#### Problem requirements:
The line containing "27H203L201 20H192L194 30L199" marks where copying starts, so set down that line and each one after it exactly, through the end of the records.

Dataset records:
· · · · ·

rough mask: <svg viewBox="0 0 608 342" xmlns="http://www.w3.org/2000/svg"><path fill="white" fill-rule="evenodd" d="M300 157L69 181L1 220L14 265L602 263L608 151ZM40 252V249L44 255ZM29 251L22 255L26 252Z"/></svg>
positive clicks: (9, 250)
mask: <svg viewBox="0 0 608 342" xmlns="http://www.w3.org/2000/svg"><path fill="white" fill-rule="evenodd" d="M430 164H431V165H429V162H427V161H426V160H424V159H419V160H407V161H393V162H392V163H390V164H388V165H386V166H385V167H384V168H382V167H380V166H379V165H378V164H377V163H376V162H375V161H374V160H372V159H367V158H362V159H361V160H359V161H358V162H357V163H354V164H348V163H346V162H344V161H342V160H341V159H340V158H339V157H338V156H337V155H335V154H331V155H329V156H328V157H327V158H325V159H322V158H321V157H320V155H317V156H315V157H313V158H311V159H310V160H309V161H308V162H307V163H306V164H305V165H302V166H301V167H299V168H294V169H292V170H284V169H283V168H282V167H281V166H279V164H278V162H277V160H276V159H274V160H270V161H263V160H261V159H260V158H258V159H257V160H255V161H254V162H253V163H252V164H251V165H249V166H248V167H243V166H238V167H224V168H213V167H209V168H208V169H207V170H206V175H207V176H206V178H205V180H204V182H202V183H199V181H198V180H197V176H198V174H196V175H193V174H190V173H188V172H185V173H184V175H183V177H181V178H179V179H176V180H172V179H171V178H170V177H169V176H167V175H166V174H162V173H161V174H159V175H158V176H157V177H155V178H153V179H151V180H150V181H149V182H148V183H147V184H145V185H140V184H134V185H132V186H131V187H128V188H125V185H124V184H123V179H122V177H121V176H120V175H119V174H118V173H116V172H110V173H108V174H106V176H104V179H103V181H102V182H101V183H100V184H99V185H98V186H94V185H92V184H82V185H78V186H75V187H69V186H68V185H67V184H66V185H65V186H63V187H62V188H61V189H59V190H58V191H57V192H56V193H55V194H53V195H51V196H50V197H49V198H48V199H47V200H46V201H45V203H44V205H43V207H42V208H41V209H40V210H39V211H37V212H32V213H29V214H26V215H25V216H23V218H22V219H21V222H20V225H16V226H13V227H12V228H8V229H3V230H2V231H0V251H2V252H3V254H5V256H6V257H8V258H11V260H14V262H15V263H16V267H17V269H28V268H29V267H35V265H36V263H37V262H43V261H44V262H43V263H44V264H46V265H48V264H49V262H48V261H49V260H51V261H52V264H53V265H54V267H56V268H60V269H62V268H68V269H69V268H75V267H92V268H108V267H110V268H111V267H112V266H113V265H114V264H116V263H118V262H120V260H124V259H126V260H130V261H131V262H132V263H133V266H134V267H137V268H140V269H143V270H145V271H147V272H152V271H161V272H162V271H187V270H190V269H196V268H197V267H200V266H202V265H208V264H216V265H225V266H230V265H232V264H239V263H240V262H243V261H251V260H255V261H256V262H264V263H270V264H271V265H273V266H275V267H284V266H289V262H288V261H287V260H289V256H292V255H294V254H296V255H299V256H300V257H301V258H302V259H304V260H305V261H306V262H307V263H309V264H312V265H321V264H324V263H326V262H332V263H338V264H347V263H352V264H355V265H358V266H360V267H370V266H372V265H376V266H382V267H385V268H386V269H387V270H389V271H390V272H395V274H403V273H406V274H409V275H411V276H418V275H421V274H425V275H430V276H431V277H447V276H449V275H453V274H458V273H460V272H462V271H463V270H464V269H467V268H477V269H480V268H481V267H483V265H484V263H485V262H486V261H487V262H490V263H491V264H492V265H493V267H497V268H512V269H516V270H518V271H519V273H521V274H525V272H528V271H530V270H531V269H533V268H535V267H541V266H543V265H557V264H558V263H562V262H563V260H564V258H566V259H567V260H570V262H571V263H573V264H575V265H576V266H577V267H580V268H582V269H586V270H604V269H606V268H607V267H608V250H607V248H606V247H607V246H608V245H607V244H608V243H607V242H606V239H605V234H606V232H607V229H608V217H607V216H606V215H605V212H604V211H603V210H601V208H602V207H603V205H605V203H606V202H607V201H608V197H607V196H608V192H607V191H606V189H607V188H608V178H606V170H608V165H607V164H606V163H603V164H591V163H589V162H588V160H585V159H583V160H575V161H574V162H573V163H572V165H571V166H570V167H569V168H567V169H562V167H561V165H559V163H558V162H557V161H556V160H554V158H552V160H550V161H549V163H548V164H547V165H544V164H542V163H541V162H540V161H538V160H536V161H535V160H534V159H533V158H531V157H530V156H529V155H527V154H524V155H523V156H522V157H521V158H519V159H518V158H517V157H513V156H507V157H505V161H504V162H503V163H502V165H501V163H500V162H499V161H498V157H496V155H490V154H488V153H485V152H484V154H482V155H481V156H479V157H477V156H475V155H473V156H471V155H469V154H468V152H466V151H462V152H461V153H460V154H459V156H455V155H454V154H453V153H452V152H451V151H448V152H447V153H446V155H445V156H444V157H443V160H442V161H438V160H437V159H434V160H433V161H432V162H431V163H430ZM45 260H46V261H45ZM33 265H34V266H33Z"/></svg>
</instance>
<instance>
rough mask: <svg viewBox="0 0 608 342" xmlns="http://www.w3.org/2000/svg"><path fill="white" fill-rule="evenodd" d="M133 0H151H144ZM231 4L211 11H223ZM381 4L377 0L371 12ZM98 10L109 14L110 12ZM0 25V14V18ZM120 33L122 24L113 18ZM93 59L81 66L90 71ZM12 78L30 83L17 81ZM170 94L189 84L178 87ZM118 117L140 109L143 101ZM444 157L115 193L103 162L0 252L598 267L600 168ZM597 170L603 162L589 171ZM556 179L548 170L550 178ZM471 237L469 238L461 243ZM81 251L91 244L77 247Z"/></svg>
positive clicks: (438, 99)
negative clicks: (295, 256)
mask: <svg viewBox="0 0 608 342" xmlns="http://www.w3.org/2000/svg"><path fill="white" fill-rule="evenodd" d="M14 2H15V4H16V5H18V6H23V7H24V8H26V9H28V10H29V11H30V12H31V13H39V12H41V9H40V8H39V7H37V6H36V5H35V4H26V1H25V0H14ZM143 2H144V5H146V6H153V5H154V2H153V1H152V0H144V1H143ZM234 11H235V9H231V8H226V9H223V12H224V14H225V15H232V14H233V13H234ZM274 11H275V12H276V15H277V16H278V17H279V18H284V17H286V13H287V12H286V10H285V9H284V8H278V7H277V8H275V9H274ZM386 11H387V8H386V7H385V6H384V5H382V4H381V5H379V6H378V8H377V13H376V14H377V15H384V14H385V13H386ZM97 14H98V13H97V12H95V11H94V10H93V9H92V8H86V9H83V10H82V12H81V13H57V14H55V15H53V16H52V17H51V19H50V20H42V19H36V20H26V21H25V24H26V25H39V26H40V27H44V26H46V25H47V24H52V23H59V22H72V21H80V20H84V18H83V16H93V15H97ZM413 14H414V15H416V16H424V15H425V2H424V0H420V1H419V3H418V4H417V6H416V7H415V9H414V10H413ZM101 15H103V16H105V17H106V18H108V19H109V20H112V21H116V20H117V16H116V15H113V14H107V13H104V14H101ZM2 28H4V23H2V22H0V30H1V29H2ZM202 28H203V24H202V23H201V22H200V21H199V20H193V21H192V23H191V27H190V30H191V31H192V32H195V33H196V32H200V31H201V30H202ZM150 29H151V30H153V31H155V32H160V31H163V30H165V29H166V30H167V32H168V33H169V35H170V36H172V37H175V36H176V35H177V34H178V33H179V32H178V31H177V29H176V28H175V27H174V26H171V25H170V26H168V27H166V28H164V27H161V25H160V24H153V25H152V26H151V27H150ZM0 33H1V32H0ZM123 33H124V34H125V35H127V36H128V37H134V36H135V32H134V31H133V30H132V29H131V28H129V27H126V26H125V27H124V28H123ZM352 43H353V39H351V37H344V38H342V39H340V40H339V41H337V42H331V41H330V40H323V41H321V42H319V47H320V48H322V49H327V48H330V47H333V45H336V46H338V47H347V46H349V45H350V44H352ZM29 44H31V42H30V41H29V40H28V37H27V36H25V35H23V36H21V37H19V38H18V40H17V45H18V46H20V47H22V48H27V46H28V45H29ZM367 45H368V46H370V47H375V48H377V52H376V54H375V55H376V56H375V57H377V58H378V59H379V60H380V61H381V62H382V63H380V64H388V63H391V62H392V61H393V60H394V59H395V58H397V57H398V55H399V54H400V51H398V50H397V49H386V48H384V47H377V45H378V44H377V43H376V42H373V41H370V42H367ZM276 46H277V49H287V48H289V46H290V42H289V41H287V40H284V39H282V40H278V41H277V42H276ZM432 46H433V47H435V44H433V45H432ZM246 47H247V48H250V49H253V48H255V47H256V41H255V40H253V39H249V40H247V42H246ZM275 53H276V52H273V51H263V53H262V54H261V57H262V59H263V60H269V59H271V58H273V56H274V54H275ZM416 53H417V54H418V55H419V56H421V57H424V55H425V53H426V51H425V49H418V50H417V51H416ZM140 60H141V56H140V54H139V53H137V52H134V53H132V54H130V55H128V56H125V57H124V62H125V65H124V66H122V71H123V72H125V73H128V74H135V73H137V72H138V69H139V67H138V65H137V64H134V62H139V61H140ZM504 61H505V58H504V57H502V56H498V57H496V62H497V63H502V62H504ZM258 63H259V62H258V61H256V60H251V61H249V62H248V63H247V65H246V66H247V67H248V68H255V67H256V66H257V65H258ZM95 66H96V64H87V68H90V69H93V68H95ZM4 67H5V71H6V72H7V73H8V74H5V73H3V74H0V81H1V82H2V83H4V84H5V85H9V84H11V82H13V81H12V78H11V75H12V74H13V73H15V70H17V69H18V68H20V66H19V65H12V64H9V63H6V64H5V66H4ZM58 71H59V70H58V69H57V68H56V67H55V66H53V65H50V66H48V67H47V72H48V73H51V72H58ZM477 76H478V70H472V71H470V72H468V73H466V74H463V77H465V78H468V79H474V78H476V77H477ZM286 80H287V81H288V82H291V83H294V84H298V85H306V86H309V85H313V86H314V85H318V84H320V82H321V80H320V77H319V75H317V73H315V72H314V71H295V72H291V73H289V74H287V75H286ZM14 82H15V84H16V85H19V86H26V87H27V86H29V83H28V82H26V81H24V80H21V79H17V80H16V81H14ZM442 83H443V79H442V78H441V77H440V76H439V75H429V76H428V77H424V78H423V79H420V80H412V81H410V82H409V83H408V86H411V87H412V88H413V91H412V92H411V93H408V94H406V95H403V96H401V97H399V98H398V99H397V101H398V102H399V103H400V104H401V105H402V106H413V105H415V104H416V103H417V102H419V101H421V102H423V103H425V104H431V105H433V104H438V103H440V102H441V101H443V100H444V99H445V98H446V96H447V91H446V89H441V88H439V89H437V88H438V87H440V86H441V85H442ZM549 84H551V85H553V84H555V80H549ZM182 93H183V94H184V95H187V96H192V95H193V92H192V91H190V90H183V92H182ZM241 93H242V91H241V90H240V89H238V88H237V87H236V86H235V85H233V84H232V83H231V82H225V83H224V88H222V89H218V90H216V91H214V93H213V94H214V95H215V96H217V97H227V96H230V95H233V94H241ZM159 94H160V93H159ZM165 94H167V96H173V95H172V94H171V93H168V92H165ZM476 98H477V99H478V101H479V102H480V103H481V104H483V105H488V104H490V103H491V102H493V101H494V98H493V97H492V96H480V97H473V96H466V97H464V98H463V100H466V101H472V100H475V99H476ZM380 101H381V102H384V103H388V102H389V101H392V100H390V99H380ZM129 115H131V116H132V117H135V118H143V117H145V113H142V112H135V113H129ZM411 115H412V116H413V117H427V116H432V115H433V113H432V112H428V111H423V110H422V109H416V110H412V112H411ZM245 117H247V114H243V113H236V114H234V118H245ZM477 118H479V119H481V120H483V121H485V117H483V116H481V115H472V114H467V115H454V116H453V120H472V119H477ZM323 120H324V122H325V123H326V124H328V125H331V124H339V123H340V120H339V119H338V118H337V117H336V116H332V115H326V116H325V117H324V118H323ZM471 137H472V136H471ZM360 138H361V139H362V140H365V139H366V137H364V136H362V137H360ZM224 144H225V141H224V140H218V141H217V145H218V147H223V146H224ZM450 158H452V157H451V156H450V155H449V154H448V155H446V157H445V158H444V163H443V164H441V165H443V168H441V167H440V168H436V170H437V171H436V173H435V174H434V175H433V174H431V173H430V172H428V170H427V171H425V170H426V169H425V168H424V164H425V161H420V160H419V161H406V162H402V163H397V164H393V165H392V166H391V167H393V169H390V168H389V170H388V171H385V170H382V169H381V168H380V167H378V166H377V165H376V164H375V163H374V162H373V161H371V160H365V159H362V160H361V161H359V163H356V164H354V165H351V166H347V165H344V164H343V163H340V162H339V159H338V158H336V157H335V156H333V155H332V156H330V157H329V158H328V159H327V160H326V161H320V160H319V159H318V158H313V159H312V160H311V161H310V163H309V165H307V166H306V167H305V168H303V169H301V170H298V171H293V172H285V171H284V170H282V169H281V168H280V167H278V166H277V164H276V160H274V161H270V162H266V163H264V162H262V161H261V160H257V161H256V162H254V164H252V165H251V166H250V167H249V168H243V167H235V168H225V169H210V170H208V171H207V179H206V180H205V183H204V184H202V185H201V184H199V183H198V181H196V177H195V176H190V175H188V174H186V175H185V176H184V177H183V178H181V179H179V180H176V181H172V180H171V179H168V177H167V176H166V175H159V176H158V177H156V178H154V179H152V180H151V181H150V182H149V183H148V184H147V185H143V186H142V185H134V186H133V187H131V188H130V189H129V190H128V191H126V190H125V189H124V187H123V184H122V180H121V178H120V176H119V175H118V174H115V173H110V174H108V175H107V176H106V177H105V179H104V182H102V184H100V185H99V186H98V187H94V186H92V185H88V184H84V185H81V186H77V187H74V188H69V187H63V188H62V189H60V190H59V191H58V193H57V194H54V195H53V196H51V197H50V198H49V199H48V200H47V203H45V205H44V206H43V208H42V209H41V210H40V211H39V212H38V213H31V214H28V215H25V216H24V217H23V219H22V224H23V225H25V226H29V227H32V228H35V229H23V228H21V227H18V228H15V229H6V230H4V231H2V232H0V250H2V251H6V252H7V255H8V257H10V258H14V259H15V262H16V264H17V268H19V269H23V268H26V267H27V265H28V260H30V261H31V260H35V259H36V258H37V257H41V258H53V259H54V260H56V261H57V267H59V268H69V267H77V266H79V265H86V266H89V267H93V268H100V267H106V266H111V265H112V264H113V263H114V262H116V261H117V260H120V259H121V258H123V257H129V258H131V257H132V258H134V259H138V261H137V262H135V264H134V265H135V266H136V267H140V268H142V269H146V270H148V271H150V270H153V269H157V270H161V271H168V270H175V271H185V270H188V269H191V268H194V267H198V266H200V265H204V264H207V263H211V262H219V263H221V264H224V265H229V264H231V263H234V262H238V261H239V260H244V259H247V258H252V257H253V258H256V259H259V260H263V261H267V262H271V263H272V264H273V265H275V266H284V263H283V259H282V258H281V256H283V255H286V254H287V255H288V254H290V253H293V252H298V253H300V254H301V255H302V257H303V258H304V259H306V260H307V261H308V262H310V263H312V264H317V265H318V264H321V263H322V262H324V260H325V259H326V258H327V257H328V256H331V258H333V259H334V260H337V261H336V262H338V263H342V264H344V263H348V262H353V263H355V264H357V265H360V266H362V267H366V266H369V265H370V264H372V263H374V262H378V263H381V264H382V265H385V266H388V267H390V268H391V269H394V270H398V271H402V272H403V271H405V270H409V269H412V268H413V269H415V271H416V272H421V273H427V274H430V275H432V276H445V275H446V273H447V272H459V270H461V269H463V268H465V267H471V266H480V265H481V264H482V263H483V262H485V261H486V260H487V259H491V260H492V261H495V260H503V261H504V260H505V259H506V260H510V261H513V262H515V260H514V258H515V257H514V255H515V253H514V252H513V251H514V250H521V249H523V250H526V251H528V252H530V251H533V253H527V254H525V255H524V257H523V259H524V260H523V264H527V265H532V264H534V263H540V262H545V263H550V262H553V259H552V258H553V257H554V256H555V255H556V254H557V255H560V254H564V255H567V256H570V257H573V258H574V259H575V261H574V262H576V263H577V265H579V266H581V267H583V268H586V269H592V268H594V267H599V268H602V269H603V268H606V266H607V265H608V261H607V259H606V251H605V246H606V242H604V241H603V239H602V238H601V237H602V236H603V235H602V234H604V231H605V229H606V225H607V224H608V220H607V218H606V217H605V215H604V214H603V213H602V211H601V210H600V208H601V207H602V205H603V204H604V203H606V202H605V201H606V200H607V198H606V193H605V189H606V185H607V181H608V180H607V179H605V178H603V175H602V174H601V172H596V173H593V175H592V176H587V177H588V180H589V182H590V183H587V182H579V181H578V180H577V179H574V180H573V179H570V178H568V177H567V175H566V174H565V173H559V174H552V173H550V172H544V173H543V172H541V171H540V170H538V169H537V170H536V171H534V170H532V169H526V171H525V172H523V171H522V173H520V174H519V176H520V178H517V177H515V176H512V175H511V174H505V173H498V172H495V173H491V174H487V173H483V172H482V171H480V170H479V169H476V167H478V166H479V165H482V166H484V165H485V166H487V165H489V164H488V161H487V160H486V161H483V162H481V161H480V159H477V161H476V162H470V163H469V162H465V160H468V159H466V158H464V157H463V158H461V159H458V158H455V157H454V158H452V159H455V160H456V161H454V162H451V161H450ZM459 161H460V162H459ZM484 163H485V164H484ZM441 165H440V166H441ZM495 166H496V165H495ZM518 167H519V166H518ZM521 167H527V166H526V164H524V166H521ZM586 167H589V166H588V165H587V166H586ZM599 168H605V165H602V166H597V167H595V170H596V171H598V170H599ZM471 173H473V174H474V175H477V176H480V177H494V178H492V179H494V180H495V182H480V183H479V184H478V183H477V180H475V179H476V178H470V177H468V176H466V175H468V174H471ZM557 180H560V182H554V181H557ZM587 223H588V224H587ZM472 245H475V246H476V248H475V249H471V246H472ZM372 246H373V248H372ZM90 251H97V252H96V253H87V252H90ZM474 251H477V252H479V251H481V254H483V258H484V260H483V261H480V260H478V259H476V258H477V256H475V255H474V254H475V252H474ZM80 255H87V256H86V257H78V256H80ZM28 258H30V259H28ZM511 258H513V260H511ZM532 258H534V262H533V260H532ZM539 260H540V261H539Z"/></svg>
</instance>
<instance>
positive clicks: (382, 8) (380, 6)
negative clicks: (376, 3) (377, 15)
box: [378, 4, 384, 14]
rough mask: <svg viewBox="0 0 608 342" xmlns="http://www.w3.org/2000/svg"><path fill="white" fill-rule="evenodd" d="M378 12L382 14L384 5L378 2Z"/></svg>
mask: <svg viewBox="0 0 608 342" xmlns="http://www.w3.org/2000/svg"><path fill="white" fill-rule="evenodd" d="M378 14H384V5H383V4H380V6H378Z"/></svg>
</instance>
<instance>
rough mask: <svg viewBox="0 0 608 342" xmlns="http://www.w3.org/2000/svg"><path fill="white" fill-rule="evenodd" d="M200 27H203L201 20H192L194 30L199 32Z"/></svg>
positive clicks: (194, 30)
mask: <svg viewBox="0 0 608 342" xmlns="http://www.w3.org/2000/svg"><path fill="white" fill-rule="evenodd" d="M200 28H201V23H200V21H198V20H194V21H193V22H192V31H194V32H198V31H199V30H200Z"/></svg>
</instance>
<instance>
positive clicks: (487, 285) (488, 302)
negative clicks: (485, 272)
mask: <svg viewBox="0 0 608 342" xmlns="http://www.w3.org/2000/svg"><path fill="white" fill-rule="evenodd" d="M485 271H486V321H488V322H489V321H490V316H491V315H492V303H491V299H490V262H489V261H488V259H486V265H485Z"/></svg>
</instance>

· · · · ·

#### Task result:
rough mask: <svg viewBox="0 0 608 342" xmlns="http://www.w3.org/2000/svg"><path fill="white" fill-rule="evenodd" d="M200 27H203L201 20H192L194 30L199 32Z"/></svg>
positive clicks: (194, 30)
mask: <svg viewBox="0 0 608 342" xmlns="http://www.w3.org/2000/svg"><path fill="white" fill-rule="evenodd" d="M200 28H201V23H200V21H198V20H194V21H193V22H192V31H194V32H198V31H199V30H200Z"/></svg>
</instance>
<instance>
positive clicks: (487, 285) (488, 302)
negative clicks: (485, 272)
mask: <svg viewBox="0 0 608 342" xmlns="http://www.w3.org/2000/svg"><path fill="white" fill-rule="evenodd" d="M485 271H486V321H488V322H489V321H490V316H491V315H492V303H491V299H490V262H489V261H488V259H486V265H485Z"/></svg>
</instance>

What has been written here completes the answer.